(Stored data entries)
☆ ☆ ☆ ☆
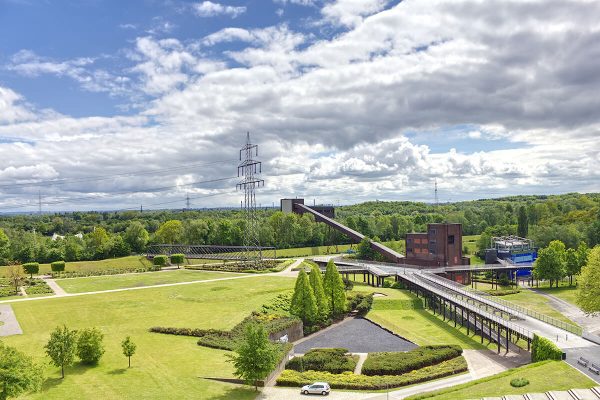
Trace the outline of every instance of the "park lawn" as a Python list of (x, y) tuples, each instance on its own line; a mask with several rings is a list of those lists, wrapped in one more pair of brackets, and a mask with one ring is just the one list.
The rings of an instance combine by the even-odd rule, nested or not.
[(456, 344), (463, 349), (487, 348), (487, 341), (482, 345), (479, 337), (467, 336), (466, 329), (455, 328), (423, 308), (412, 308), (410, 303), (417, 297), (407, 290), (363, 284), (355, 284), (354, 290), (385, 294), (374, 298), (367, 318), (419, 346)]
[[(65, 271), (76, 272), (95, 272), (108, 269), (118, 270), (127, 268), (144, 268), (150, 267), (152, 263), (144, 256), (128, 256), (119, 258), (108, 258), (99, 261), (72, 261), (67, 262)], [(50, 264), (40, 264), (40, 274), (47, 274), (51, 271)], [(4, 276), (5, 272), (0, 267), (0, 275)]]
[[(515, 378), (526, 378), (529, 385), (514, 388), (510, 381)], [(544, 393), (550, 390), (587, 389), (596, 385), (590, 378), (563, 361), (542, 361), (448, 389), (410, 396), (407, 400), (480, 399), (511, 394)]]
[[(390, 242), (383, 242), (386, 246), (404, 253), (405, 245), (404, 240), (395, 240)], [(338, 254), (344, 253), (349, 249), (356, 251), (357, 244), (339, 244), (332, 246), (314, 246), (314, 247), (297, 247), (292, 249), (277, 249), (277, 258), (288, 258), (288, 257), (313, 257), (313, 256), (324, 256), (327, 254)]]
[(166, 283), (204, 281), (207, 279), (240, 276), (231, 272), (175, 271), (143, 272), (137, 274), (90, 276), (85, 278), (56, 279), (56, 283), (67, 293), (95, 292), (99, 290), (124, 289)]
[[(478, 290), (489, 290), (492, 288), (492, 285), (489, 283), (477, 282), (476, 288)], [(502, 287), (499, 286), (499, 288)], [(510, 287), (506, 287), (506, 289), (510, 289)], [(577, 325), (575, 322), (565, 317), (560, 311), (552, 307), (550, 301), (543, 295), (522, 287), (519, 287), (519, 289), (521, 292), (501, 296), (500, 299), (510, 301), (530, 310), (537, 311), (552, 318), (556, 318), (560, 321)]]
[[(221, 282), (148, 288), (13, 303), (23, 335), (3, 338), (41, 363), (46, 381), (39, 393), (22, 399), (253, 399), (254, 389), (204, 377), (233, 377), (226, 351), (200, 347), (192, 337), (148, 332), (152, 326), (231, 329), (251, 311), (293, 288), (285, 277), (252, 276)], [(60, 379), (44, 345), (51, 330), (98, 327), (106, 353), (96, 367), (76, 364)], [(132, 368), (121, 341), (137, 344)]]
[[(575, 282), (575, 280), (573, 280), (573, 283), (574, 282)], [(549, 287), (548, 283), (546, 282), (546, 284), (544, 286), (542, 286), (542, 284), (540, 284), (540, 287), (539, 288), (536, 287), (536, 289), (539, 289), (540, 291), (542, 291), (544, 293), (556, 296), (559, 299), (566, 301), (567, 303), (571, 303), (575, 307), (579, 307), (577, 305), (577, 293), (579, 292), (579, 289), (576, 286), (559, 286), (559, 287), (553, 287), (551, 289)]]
☆ ☆ ☆ ☆
== Exercise requirements ==
Line count for the string "instance": please say how many lines in the entries above contain it, with no other words.

== Response ==
2